Take the line that contains "the stone coping" as the first line and the last line of the material below as the final one; reproduce exactly the lines between, inclusive.

## BEGIN Data for processing

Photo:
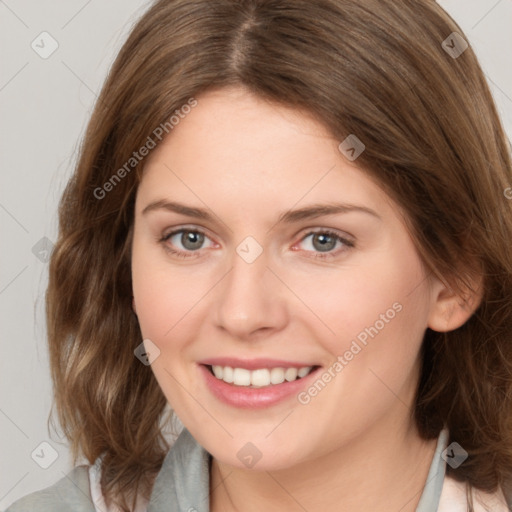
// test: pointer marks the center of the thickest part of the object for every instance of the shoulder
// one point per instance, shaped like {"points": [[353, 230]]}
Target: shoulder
{"points": [[453, 498], [70, 493]]}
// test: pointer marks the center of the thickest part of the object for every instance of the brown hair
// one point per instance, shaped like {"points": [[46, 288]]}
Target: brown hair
{"points": [[434, 143]]}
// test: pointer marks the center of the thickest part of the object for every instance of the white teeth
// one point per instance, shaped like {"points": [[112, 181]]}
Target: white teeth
{"points": [[227, 374], [304, 371], [290, 374], [259, 378], [241, 377]]}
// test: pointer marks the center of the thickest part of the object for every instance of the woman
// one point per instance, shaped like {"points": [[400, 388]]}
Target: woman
{"points": [[289, 222]]}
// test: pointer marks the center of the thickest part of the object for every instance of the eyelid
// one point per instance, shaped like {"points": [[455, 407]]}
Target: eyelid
{"points": [[347, 240]]}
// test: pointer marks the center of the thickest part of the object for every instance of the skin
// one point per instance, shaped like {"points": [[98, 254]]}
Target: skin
{"points": [[354, 446]]}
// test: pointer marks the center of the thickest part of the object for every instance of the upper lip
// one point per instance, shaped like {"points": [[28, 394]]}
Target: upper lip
{"points": [[253, 364]]}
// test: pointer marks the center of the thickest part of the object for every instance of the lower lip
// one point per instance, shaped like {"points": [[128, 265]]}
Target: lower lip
{"points": [[245, 397]]}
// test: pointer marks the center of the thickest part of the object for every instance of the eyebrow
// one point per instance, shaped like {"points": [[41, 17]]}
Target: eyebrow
{"points": [[288, 217]]}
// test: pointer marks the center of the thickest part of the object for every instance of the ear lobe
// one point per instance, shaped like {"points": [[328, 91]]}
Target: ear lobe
{"points": [[451, 310]]}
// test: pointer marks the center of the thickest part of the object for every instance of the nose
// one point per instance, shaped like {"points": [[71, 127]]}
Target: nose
{"points": [[251, 300]]}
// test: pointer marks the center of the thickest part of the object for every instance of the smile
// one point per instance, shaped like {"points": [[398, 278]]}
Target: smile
{"points": [[260, 377]]}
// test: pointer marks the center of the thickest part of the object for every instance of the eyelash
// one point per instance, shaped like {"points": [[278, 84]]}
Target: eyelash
{"points": [[182, 254]]}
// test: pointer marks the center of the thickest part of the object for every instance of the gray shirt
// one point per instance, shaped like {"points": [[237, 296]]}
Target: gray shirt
{"points": [[182, 485]]}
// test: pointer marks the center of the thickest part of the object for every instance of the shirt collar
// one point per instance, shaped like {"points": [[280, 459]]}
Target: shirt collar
{"points": [[183, 483]]}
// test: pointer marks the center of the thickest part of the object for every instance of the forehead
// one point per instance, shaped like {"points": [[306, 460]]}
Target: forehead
{"points": [[254, 154]]}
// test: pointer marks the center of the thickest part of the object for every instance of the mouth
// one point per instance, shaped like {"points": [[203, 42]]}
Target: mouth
{"points": [[259, 377]]}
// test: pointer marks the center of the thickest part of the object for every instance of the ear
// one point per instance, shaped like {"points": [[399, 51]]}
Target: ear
{"points": [[450, 310]]}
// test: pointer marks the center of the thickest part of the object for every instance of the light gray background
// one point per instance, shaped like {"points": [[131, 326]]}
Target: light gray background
{"points": [[45, 105]]}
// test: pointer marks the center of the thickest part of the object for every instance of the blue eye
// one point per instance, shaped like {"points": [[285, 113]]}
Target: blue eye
{"points": [[191, 240], [324, 241]]}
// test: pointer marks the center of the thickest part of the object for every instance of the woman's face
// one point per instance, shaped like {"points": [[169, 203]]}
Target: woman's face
{"points": [[261, 249]]}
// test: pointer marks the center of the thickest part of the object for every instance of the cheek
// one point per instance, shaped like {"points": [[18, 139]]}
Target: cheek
{"points": [[382, 300]]}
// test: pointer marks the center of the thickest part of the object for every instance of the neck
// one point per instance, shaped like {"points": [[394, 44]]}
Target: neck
{"points": [[383, 469]]}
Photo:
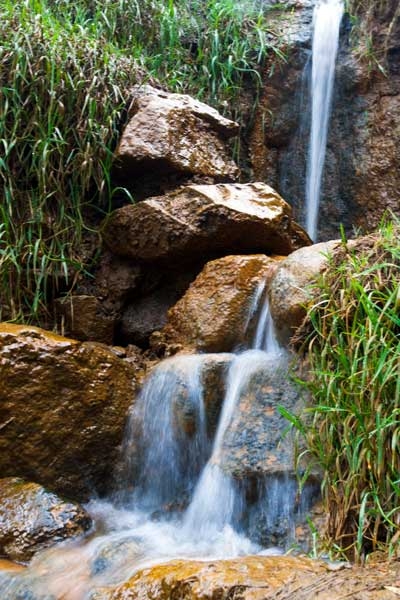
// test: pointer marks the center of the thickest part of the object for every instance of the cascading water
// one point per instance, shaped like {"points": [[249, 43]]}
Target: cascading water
{"points": [[326, 24], [166, 447], [216, 500], [166, 441]]}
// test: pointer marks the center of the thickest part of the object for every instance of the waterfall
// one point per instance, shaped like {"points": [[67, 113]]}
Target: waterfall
{"points": [[170, 462], [326, 24], [166, 439], [216, 502]]}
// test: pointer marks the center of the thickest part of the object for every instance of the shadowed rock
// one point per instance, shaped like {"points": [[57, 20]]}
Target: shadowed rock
{"points": [[199, 221], [63, 406], [32, 518]]}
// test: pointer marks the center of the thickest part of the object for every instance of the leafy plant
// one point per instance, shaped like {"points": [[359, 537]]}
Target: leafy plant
{"points": [[352, 431], [66, 68]]}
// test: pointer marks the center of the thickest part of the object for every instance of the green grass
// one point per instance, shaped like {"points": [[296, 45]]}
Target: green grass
{"points": [[374, 24], [352, 337], [66, 68]]}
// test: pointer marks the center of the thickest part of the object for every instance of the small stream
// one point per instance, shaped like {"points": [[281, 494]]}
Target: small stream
{"points": [[326, 24], [174, 497]]}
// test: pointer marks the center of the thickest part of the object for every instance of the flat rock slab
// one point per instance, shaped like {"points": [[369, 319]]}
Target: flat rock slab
{"points": [[200, 221], [32, 518], [249, 578], [63, 406], [173, 132]]}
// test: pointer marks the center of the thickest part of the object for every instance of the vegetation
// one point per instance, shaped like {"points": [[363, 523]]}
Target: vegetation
{"points": [[373, 44], [65, 72], [352, 335]]}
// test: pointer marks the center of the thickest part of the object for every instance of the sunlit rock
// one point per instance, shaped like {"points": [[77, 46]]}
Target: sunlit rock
{"points": [[251, 577], [175, 133], [214, 313], [32, 518], [291, 286], [63, 406], [200, 221]]}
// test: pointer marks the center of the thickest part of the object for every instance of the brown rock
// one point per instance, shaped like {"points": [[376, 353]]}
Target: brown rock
{"points": [[82, 319], [290, 289], [63, 406], [200, 221], [148, 313], [174, 132], [249, 578], [32, 518], [213, 314], [115, 279], [264, 448]]}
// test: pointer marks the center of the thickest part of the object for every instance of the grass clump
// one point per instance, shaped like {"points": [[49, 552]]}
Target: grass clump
{"points": [[352, 336], [375, 23], [66, 68], [62, 96]]}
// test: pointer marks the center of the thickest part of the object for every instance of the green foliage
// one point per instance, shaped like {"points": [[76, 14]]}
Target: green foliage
{"points": [[352, 336], [371, 42], [66, 67]]}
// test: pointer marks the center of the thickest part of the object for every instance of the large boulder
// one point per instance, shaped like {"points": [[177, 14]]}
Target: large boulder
{"points": [[214, 314], [200, 221], [63, 406], [175, 133], [147, 312], [32, 518], [82, 317], [291, 286], [265, 448], [249, 578]]}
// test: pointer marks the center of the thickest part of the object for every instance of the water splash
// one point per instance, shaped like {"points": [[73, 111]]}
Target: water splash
{"points": [[265, 337], [326, 24], [217, 502], [165, 450], [166, 442]]}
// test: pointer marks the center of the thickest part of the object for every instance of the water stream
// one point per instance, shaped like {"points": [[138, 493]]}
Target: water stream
{"points": [[326, 24], [170, 461]]}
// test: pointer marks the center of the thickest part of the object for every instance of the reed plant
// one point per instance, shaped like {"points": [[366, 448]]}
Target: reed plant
{"points": [[66, 68], [352, 431]]}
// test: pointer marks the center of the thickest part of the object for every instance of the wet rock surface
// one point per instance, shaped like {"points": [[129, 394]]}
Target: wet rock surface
{"points": [[173, 133], [199, 221], [257, 442], [250, 578], [148, 313], [32, 518], [290, 290], [361, 173], [214, 313], [63, 406]]}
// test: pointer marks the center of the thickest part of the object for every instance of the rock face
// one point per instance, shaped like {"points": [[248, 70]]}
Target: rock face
{"points": [[148, 313], [63, 406], [362, 168], [84, 319], [204, 220], [290, 289], [32, 518], [250, 578], [214, 313], [262, 449], [173, 133]]}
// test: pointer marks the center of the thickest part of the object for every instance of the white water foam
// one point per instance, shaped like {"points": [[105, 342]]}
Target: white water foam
{"points": [[326, 24]]}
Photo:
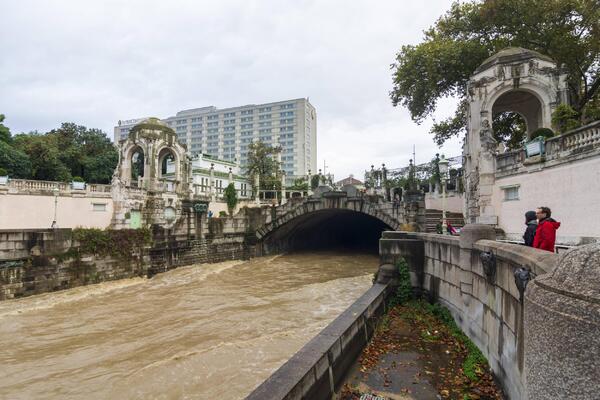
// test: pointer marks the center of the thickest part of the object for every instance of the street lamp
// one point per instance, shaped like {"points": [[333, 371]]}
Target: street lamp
{"points": [[443, 166], [55, 191]]}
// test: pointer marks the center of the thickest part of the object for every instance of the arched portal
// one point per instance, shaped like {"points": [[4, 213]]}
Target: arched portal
{"points": [[523, 103], [136, 161], [167, 164], [328, 229]]}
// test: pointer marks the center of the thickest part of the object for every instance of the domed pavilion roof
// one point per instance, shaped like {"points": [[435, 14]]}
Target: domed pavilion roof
{"points": [[510, 55]]}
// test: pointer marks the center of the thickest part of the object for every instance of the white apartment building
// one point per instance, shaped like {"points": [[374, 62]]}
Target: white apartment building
{"points": [[226, 133]]}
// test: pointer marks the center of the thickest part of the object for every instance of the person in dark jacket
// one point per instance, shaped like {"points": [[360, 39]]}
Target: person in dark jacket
{"points": [[545, 234], [531, 222]]}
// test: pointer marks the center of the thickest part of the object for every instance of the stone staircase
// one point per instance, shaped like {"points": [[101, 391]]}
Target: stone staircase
{"points": [[433, 217]]}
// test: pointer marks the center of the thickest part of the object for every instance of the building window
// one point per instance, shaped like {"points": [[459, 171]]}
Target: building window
{"points": [[511, 192], [99, 206]]}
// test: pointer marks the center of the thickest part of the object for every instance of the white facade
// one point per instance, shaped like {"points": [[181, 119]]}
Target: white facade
{"points": [[226, 133]]}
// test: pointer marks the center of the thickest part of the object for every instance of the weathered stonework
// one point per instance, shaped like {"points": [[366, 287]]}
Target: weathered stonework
{"points": [[449, 270], [514, 79], [562, 321]]}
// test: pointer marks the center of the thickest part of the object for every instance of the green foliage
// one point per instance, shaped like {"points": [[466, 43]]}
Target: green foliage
{"points": [[230, 195], [565, 118], [510, 128], [404, 291], [566, 30], [71, 150], [475, 361], [262, 160], [117, 243], [5, 135], [543, 132]]}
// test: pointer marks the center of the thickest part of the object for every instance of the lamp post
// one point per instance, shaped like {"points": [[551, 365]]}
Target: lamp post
{"points": [[443, 166], [55, 191]]}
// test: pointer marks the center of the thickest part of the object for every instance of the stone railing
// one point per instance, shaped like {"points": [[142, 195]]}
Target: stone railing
{"points": [[27, 186], [577, 141], [580, 142]]}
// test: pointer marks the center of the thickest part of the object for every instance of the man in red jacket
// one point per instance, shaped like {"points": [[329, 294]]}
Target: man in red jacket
{"points": [[545, 234]]}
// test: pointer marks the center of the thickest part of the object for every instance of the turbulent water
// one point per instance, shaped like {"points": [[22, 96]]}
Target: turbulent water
{"points": [[210, 331]]}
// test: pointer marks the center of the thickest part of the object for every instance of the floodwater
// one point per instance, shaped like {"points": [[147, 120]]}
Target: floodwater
{"points": [[210, 331]]}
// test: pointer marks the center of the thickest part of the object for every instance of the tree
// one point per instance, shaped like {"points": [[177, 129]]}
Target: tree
{"points": [[510, 128], [230, 195], [15, 162], [566, 30], [5, 135], [71, 150], [262, 160]]}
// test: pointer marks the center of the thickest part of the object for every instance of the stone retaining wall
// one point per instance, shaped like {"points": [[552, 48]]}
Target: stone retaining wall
{"points": [[39, 261], [316, 371], [489, 309]]}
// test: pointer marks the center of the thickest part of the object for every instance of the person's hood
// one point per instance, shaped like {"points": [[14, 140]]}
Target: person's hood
{"points": [[555, 224]]}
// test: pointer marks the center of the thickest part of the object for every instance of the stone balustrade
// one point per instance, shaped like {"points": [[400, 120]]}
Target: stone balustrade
{"points": [[582, 142], [576, 141], [27, 186]]}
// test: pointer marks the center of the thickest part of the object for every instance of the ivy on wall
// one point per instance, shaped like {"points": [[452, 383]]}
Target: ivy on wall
{"points": [[109, 242]]}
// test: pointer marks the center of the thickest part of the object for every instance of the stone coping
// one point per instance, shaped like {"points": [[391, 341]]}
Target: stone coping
{"points": [[299, 373], [540, 261]]}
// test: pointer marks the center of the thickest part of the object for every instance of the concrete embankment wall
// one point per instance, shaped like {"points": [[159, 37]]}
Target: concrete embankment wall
{"points": [[489, 309], [39, 261], [316, 371]]}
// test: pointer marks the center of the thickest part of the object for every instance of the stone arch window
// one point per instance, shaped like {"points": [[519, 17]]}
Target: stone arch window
{"points": [[137, 163], [523, 103], [167, 164]]}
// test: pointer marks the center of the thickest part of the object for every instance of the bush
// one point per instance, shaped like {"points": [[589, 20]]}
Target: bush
{"points": [[543, 132], [117, 243], [565, 118]]}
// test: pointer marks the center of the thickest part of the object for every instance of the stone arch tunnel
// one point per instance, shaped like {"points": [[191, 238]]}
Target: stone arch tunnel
{"points": [[327, 229]]}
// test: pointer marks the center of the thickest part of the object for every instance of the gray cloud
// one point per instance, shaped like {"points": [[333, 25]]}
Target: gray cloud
{"points": [[94, 63]]}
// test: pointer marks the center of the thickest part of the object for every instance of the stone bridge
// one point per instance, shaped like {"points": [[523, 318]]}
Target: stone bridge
{"points": [[332, 219]]}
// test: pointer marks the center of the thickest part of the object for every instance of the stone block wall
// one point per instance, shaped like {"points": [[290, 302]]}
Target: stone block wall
{"points": [[39, 261], [489, 309]]}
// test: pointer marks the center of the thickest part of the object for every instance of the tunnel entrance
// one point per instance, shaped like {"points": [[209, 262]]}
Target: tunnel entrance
{"points": [[334, 229]]}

## END Data for processing

Response to the exercise
// test: pointer marks the center of the thickest part of the object for every instance of the stone coping
// one point per instance, shaped like {"points": [[391, 341]]}
Target: stone coping
{"points": [[299, 373], [540, 261]]}
// test: pointer marks the center of the thickest part of the object for every instance of the concrete embankment wall
// one point per instance, shaped like {"points": [[159, 37]]}
Target: concrete embankment wall
{"points": [[489, 309], [39, 261], [316, 371]]}
// test: pointer marks the center of the thickest part of the object for every instance of the stone arch window
// one point per instance, shaped like {"points": [[519, 17]]}
Target: stone arch window
{"points": [[137, 163], [523, 103], [167, 164]]}
// test: pointer marks the center of the thickest part of the object for every instance of the bush
// one point per instance, shaped like {"points": [[589, 20]]}
Target: bush
{"points": [[543, 132], [117, 243], [565, 118]]}
// test: pointer marks the center of the thickest part of the object for every instance of the stone arch tunnel
// one point per instance, shaped like {"points": [[191, 238]]}
Target: stone arch tunnel
{"points": [[327, 229]]}
// test: pointer marks the center of the thickest part of the object for every instance of the gray cloud
// one point per instance, shaped like {"points": [[333, 25]]}
Target: gray cloud
{"points": [[94, 63]]}
// test: pointer marks the center of the thickest part of the object for every instance of the stone bridge
// one point per instance, shaped like {"points": [[523, 318]]}
Target: stone bridge
{"points": [[332, 219]]}
// test: pointer marks the center of the thickest part of the object for every instance of the stone block wall
// one point per instance, shaped like {"points": [[290, 302]]}
Target: stone block wall
{"points": [[39, 261], [489, 309]]}
// test: pointer marks the center of the thickest part of the object for every instance of the tunnel entrance
// one point per instance, shaped like {"points": [[209, 262]]}
Target: tunnel entrance
{"points": [[334, 229]]}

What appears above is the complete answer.